• **Directions for this task**:
Nothing but the pictures should go missing; return all the entries below exactly.

• **Given records**:
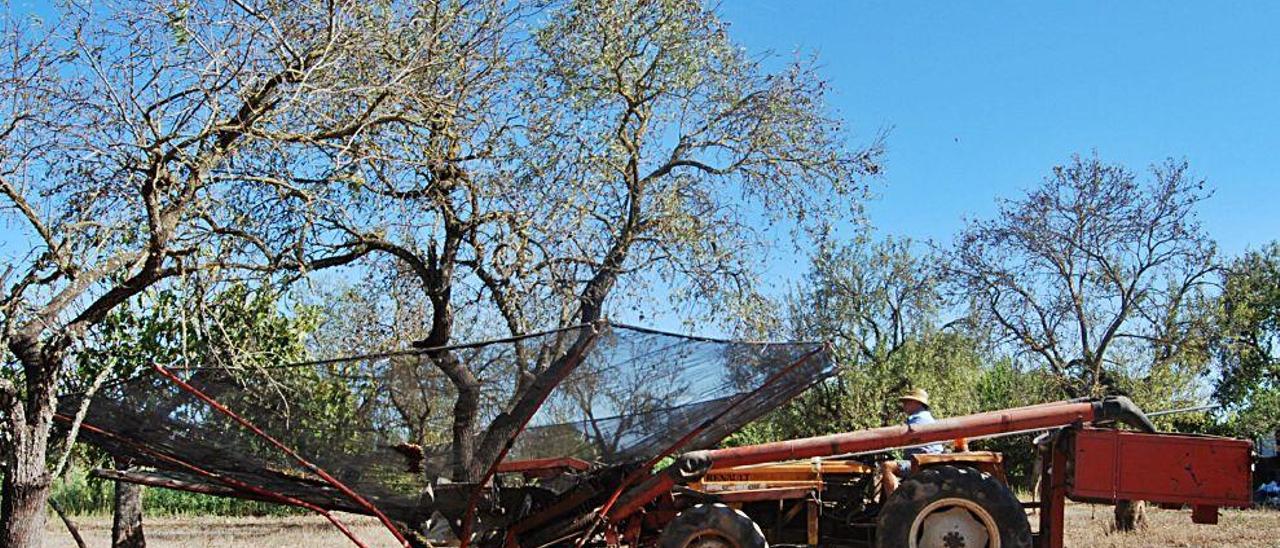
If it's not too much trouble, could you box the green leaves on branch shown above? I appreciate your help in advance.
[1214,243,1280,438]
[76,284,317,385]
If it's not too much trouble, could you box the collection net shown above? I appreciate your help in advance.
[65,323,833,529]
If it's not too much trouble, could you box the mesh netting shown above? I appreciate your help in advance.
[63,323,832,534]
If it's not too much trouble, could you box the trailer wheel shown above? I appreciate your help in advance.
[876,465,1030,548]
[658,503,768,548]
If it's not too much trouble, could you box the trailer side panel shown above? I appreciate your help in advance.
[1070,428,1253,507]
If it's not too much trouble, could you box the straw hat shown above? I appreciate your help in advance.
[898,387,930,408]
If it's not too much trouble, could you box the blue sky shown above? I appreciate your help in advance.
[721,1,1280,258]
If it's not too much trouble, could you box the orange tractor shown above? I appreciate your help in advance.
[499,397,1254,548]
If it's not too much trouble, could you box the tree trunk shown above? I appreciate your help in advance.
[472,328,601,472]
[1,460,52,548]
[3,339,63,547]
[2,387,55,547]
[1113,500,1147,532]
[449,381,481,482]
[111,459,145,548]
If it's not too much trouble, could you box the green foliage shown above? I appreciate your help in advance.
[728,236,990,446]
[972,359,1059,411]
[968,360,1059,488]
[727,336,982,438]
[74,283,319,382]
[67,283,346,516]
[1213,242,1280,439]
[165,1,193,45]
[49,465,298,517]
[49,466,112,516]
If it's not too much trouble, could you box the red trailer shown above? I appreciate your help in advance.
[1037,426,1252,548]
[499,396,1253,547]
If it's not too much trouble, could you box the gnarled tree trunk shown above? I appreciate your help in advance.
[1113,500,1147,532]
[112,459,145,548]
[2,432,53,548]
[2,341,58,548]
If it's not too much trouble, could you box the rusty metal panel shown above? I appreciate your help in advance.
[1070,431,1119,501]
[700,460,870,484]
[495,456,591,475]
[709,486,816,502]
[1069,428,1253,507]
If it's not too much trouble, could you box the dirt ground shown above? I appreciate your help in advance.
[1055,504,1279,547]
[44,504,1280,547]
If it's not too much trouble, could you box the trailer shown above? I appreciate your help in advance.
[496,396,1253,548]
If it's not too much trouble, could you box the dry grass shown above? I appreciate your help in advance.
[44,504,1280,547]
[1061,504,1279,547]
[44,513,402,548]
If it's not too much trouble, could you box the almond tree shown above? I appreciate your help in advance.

• **Response**:
If it's not too much trouble, could you box the green leaves on branch shown above? I appreciate your help in advance.
[1214,243,1280,438]
[76,284,317,385]
If it's not too much trouble, could you box the collection net shown above? I appreciate your help in advance.
[65,323,833,529]
If it's not too much trouble, could you box the mesh netting shown above? I appreciate your help in advance.
[63,323,832,534]
If it's not too much trouble, could you box the trailer wheel shown above? I appreciate your help in advance.
[876,465,1030,548]
[658,503,768,548]
If it's not too much trouble, could you box the trailer side panel shown above? I appreciate your help in advance.
[1070,428,1253,507]
If it's not too much trouble, could you box the straw hat shown above? I appreciate your help in advance.
[898,387,930,408]
If it's not too much trouble, could you box the blue sky shown above? I appreciate your help in advance.
[721,1,1280,258]
If it's not too much trouble, could you box the orange tractor shown above? I appreciate your help in advance.
[499,397,1254,548]
If it's not too much trouble, could you box the tree trunk shown above? I appreciate your help in advance.
[472,328,601,472]
[1,460,52,548]
[3,339,63,547]
[2,387,55,547]
[1113,500,1147,532]
[449,381,481,482]
[111,459,145,548]
If it's not too much trouble, could you box the green foliage shown above? I appreciate your help in advance.
[728,236,990,446]
[972,359,1059,411]
[968,360,1059,488]
[727,336,982,438]
[74,283,319,382]
[67,283,346,516]
[1213,242,1280,439]
[165,1,193,45]
[49,465,298,517]
[49,466,112,516]
If it's not too much trouble, could you box the red trailer shown above? I appreciate your help in advance.
[1037,426,1252,548]
[499,396,1253,547]
If it's not too much trouble, could you box the gnarled tree trunk shown above? I appreciate your help in advance.
[1113,500,1147,532]
[112,459,145,548]
[2,432,53,548]
[2,341,58,548]
If it's not too much trouble, could you box the rusty metal panel shown above? I appreciate your help in advance.
[1070,431,1119,501]
[700,460,870,484]
[495,456,591,475]
[709,486,816,502]
[1069,428,1253,507]
If it's not too much trouble, could you box the dirt ground shown above? I appreciate your help in advance.
[1055,504,1279,547]
[44,504,1280,547]
If it's not too much trouble, could you box the trailer shown above? I appreciate your help in advance.
[496,396,1253,548]
If it's not too much trouble, could you box the dry grass shown above? I appreciate your help in advance.
[44,504,1280,547]
[1061,504,1279,547]
[44,513,402,548]
If it's not too much trouble, could you box the almond tree shown above? I appreciate your help in advance.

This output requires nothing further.